### Try it
The full listing should be set down again precisely.

### Information

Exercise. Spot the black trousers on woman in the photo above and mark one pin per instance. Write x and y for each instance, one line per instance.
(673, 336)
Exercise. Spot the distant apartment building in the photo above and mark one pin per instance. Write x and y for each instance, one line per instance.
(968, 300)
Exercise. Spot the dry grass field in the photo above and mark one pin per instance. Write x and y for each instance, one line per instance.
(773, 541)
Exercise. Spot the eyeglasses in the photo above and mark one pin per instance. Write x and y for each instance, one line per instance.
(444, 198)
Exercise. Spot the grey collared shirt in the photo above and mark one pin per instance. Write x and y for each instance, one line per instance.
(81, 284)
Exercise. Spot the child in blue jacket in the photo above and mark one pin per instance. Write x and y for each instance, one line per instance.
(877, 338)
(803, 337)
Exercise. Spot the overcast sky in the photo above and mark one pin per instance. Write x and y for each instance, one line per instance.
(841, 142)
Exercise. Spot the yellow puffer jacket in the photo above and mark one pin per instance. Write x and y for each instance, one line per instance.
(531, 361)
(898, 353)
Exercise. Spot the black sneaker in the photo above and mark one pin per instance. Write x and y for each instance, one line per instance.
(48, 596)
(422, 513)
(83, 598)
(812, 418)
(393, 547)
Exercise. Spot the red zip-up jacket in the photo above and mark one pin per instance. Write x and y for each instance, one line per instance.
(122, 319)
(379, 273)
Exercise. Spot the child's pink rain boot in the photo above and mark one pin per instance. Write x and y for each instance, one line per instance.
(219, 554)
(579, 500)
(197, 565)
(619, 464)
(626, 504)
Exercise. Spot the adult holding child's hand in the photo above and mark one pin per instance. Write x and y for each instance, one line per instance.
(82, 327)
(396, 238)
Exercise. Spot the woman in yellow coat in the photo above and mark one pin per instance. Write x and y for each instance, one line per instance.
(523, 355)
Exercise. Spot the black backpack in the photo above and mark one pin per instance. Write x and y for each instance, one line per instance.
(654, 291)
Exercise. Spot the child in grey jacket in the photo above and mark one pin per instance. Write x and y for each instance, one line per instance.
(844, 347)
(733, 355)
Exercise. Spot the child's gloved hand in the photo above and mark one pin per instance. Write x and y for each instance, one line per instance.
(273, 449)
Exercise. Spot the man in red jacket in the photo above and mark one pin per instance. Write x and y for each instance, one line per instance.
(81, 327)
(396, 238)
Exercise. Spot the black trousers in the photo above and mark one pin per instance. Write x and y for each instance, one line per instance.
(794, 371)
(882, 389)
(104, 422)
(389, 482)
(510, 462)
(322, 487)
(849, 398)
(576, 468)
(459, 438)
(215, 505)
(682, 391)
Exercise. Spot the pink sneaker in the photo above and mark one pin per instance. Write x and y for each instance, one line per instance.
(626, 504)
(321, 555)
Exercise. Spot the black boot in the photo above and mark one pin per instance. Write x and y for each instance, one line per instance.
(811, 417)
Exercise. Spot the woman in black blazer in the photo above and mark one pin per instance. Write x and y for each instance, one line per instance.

### Result
Exercise. Spot the black trousers on woman in the photo above and mark one pin per instance. Write x and y for each instance, one line per instance.
(673, 336)
Exercise. Spot the distant apartment building in the photo above and mark one pin per instance. Write x and y for each instance, one line per instance.
(968, 300)
Exercise. Spot the dry grass field in the photo above and mark one pin per instance. Write x and y for each instance, one line per instance.
(773, 541)
Exercise. Spot the eyeglasses in the photo above and mark one pin per instance. Write x and y for each instance, one line per instance.
(444, 198)
Exercise. Spot the grey collared shirt in the photo above and mark one pin per instance. Write x and y for each instance, one line per instance.
(81, 284)
Exercise. Spot the child in blue jacket in the photo above and mark one pin per instance. Write x and y for each instance, one line per instance.
(877, 338)
(803, 337)
Exercise. Spot the overcast sky in the photo above and mark one pin per instance. Write x and y for each instance, one line per instance.
(841, 142)
Exercise. Spot the yellow puffer jacket in the photo above and mark one pin per instance. Write x and y for each instance, one line per instance.
(531, 361)
(898, 353)
Exercise. Spot the black sneaker in the photo above and mark one pin per instance. Write x and y for each instance, one line per instance.
(48, 596)
(422, 513)
(83, 598)
(812, 418)
(393, 547)
Exercise. Spot the red zip-up jacket in the photo above and mark one pin per instance. Write x and y for each instance, one line per instance.
(122, 319)
(379, 273)
Exercise. Spot the child's pink rain boot in the photo above and mark one pin per instance. Write x and y for each instance, one line per instance.
(219, 554)
(579, 500)
(197, 565)
(619, 464)
(626, 504)
Exercise. Spot the adult holding child's hand in the photo above and mark one pin per instance. Write x and y for each instance, one line per instance.
(82, 327)
(396, 238)
Exercise. Spot the woman in yellow coat in the photo above and mark one pin per instance. Write x and y for each instance, one line per instance.
(523, 355)
Exercise. Spot the black backpack in the photo above and mark one pin per instance. Write x and y for each instance, one line per instance.
(654, 291)
Exercise. Spot the child in grey jacket in the photo above and mark one pin per instance. Write x and y for each instance, one line per instance.
(844, 347)
(733, 355)
Exercise. Spot the child's gloved hand in the photo above and mark one pin per instance. Write x and y for each instance, one line per instance.
(273, 449)
Exercise. Spot the man in red jacket in the photo above and mark one pin per instance. Write x and y for each instance, one line per instance.
(81, 327)
(396, 238)
Exercise. Spot the black trousers in the photo above and mark one pin per instance. Write x and y for each instance, one line per instance.
(794, 371)
(882, 389)
(104, 422)
(389, 482)
(510, 462)
(322, 487)
(849, 398)
(576, 468)
(459, 438)
(215, 505)
(682, 391)
Exercise. Spot the pink sneaker in the photo above and mark one pin per instance. Write x and y for each instance, one line per instance.
(626, 504)
(321, 555)
Exercise. Spot the black boot in the photo above and mark one pin per instance. Write x and y for each instance, one line per instance.
(811, 417)
Exercise. Spot the woman in black blazer in the photo above and mark one pin per instance. Write x and y for each instance, one line per instance.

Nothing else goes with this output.